In the data that follows, find the line containing "For this challenge, identify the woman"; then quote that line and every line after it, exactly, through the last one.
>>>>>
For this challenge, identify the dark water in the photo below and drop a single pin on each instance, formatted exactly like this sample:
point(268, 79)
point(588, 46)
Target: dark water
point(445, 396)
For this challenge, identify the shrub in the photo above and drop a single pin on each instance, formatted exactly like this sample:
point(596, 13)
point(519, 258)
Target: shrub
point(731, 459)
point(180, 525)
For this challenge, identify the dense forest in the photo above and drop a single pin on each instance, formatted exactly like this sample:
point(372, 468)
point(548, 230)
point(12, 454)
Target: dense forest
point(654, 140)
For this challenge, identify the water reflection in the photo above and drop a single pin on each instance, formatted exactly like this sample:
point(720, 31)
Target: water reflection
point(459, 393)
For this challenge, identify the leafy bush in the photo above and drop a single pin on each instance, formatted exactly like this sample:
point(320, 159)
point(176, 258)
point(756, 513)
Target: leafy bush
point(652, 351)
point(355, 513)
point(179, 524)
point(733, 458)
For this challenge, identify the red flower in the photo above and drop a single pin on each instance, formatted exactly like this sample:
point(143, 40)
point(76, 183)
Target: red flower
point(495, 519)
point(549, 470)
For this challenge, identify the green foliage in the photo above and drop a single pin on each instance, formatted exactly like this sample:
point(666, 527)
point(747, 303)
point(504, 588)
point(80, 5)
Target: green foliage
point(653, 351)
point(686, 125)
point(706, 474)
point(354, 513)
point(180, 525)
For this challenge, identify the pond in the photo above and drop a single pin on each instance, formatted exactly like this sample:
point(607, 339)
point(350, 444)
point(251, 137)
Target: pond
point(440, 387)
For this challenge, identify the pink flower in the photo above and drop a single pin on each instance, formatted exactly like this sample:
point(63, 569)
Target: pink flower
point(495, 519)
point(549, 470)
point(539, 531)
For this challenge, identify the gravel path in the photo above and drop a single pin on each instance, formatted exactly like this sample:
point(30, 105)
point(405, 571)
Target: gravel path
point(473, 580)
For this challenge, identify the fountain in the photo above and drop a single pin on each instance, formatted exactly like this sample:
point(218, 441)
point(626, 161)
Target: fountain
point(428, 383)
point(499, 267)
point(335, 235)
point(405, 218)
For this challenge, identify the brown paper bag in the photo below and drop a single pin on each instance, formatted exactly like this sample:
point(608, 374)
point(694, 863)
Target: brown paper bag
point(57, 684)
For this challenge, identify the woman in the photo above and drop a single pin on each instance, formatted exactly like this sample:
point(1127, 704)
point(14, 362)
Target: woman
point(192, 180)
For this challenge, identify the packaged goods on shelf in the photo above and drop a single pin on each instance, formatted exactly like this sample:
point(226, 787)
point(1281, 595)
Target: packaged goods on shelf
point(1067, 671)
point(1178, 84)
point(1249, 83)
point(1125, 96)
<<<<<
== Answer ==
For this challenge, identify the woman in the photo above and drop a single pin on each instance, formatted exactly like this sample:
point(1127, 704)
point(14, 362)
Target: woman
point(192, 180)
For this challenge, identify the packaged goods on shelf in the photo above and drop a single pin on each instance, formatted exactly like this sample:
point(226, 787)
point(1281, 595)
Target: packaged goods on shelf
point(1067, 671)
point(1178, 84)
point(1249, 83)
point(1125, 96)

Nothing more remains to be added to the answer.